#### Given data ####
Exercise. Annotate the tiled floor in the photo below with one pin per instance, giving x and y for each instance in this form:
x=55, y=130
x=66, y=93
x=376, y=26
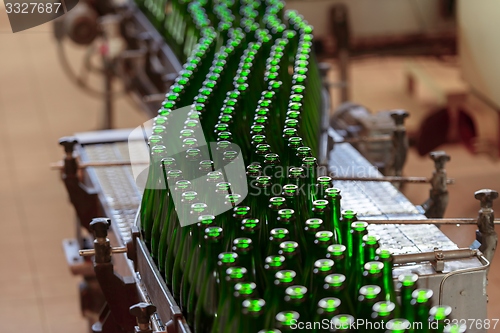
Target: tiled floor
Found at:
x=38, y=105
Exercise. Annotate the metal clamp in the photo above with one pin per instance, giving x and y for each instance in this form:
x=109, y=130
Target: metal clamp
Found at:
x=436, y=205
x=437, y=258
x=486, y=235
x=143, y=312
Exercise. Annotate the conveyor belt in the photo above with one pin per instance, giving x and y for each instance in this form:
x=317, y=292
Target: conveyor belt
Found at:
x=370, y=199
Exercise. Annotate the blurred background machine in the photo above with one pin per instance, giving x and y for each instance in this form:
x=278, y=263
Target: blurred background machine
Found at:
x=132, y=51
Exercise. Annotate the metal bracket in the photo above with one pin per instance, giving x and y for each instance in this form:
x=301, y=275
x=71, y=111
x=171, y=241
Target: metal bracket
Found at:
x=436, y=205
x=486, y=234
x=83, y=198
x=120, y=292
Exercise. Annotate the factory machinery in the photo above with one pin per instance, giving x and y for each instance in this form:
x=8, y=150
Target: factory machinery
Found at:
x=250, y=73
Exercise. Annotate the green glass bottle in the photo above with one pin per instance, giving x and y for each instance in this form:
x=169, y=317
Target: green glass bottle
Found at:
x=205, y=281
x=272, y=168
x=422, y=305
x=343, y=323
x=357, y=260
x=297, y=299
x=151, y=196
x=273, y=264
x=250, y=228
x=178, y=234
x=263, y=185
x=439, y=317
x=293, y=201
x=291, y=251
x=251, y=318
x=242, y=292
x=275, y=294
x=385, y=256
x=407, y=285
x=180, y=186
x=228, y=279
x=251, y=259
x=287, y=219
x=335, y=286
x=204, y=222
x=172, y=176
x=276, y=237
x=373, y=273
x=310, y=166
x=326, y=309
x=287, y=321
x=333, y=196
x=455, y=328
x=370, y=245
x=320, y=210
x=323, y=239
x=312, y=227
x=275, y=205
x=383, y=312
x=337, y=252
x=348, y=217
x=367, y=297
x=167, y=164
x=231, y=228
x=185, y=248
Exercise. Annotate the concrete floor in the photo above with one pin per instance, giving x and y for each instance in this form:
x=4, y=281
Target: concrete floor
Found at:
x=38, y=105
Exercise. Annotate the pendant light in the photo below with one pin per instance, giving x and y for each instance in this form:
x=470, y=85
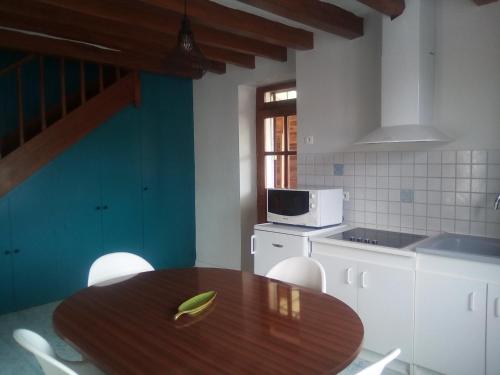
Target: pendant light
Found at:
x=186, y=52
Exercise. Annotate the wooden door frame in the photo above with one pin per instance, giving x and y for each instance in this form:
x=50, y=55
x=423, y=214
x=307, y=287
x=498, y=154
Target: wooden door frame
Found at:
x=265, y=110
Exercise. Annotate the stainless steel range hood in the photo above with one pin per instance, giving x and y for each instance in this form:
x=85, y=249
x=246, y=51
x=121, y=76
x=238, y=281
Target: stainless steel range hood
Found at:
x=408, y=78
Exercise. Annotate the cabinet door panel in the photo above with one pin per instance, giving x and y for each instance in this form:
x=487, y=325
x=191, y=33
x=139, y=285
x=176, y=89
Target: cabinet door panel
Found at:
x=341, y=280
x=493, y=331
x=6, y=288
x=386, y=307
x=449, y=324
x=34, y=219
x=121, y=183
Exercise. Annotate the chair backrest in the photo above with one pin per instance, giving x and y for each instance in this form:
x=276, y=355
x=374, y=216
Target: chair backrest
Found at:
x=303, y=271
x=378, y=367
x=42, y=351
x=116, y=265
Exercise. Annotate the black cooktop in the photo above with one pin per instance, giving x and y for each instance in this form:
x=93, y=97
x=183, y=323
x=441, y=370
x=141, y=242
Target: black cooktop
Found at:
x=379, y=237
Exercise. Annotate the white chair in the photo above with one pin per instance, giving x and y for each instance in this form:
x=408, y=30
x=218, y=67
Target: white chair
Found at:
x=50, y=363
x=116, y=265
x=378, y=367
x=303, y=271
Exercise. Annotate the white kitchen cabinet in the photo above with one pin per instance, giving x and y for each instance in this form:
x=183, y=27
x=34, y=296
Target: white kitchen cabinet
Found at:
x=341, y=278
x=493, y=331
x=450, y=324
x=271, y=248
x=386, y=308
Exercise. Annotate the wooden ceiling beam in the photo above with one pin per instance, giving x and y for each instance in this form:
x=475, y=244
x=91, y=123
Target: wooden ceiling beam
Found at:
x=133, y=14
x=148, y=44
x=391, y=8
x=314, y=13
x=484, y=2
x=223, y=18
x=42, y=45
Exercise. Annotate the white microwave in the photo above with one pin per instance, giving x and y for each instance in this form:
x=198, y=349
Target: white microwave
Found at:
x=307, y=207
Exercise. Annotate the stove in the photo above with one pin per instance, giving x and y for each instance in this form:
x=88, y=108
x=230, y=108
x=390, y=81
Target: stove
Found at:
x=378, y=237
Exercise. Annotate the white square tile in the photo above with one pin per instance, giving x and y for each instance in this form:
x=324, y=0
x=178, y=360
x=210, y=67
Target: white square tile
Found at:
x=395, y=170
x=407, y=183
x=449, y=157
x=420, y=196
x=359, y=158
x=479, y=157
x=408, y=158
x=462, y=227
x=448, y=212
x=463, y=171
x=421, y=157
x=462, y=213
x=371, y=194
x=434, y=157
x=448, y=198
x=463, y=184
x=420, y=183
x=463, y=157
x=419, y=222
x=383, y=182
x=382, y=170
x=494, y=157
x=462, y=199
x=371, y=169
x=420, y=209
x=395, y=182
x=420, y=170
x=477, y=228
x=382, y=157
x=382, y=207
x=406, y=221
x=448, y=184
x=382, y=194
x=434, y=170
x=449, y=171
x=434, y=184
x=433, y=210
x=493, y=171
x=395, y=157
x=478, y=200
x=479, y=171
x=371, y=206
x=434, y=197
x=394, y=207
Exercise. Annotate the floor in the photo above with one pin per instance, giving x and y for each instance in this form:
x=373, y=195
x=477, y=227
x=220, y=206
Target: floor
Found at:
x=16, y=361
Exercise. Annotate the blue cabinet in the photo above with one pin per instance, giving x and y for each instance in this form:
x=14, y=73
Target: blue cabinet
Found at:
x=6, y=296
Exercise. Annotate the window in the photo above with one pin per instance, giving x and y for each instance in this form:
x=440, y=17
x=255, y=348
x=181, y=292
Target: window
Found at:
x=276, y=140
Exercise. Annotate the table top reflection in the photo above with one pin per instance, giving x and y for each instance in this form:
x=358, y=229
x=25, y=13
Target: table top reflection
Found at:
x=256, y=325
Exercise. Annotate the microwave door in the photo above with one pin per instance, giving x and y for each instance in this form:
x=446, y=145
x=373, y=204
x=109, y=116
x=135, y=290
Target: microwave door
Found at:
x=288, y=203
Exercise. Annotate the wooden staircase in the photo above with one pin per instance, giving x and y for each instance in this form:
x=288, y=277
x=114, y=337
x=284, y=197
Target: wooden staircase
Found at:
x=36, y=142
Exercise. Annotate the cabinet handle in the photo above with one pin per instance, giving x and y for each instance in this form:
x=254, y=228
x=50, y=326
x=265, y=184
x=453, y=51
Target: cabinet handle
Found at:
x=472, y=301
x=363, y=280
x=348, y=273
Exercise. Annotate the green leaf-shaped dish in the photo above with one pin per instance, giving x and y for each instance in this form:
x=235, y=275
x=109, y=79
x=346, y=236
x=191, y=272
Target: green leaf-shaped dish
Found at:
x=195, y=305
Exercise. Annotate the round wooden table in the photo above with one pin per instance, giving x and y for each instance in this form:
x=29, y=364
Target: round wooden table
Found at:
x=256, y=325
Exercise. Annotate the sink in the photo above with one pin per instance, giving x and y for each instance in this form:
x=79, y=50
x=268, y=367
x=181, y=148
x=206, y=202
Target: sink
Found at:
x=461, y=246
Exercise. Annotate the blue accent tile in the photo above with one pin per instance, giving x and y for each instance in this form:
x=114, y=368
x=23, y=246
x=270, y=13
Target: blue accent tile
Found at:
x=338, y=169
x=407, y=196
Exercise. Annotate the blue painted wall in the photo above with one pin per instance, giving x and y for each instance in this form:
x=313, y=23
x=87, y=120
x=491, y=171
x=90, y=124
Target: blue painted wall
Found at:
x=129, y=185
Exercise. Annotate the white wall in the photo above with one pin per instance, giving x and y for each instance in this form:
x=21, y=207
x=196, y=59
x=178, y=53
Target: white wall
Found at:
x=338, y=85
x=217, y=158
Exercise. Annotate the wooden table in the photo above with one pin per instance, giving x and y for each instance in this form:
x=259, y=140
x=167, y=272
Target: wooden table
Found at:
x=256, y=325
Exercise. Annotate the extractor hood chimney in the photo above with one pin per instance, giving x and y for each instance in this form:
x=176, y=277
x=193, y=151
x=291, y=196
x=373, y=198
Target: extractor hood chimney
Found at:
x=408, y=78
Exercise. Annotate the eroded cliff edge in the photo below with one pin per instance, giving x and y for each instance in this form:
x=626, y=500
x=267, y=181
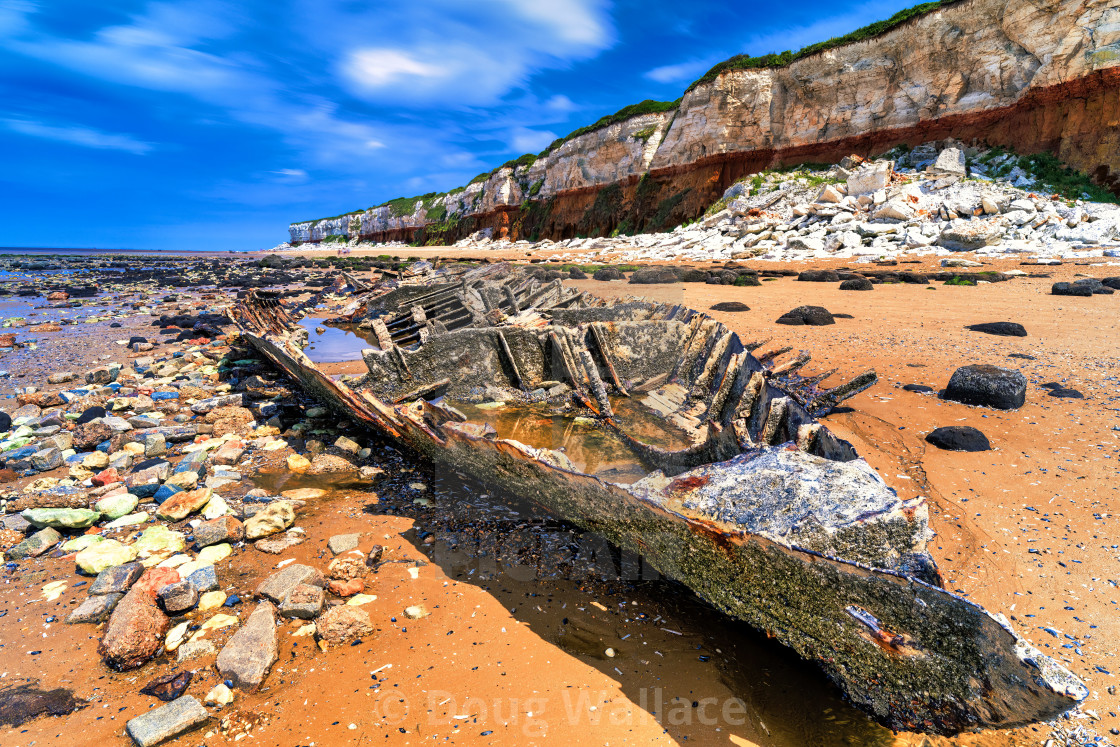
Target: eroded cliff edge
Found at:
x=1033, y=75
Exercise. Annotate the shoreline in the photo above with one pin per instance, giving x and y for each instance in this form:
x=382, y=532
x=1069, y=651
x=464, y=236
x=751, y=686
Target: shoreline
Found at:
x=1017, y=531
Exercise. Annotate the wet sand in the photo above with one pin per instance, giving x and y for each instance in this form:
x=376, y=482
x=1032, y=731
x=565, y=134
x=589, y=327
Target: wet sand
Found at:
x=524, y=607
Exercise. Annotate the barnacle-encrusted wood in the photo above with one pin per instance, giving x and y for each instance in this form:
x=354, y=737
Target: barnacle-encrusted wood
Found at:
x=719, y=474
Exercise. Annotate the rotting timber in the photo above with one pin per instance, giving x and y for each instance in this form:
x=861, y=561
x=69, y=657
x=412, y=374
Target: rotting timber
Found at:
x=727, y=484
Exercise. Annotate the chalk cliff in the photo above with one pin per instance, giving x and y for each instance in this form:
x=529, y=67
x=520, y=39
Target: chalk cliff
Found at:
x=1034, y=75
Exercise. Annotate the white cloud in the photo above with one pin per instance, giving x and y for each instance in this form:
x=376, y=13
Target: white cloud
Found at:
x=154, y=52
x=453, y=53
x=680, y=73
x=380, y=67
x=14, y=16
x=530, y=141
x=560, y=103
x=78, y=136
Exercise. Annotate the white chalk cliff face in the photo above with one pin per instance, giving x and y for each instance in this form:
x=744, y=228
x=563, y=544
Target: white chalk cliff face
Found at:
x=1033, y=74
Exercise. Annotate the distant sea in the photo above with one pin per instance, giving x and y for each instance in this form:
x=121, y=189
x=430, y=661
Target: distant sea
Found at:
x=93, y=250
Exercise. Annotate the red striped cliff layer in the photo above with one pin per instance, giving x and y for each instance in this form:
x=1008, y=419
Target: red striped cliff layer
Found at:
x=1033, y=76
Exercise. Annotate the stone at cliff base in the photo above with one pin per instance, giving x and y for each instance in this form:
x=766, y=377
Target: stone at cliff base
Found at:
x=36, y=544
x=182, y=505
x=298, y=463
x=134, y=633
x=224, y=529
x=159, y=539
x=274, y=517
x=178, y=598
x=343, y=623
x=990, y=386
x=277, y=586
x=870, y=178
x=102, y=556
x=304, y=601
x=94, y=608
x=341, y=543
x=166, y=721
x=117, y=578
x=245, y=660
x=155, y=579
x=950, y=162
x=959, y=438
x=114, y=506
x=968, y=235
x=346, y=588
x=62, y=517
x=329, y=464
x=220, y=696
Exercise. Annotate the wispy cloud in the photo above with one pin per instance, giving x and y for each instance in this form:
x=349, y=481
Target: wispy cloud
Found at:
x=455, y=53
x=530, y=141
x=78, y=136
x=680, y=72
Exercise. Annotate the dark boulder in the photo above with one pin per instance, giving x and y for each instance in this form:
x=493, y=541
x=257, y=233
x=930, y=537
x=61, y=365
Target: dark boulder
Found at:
####
Retype every line above from the one containing "Exercise. Annotate the white chair" down to the one containing "x=378, y=237", with both of those lines included and nothing changed.

Exercise. Annotate the white chair in the photo above with one pin per instance, giving x and y for each instance in this form:
x=408, y=30
x=218, y=67
Target: white chair
Found at:
x=50, y=363
x=116, y=265
x=378, y=367
x=303, y=271
Exercise. Annotate the white kitchen cabinet in the photo above with one pin per instance, giving x and y for each instance in this form:
x=183, y=27
x=34, y=296
Target: white kitchen cabinet
Found at:
x=341, y=278
x=493, y=331
x=450, y=324
x=271, y=248
x=386, y=308
Exercise. Annotate the wooden ceiling beam in the photo above with one pin per instance, giving x and y for each instance in this form:
x=475, y=244
x=91, y=123
Target: wooden ceiling beam
Found at:
x=133, y=14
x=148, y=44
x=391, y=8
x=314, y=13
x=484, y=2
x=223, y=18
x=42, y=45
Exercise. Annotate the white microwave in the photo above with one pin per instance, giving x and y for each instance in this form:
x=198, y=349
Target: white microwave
Found at:
x=307, y=207
Exercise. Annotate the stove in the photo above with one pin per instance, giving x and y for each instance in this form:
x=88, y=108
x=230, y=108
x=390, y=81
Target: stove
Found at:
x=378, y=237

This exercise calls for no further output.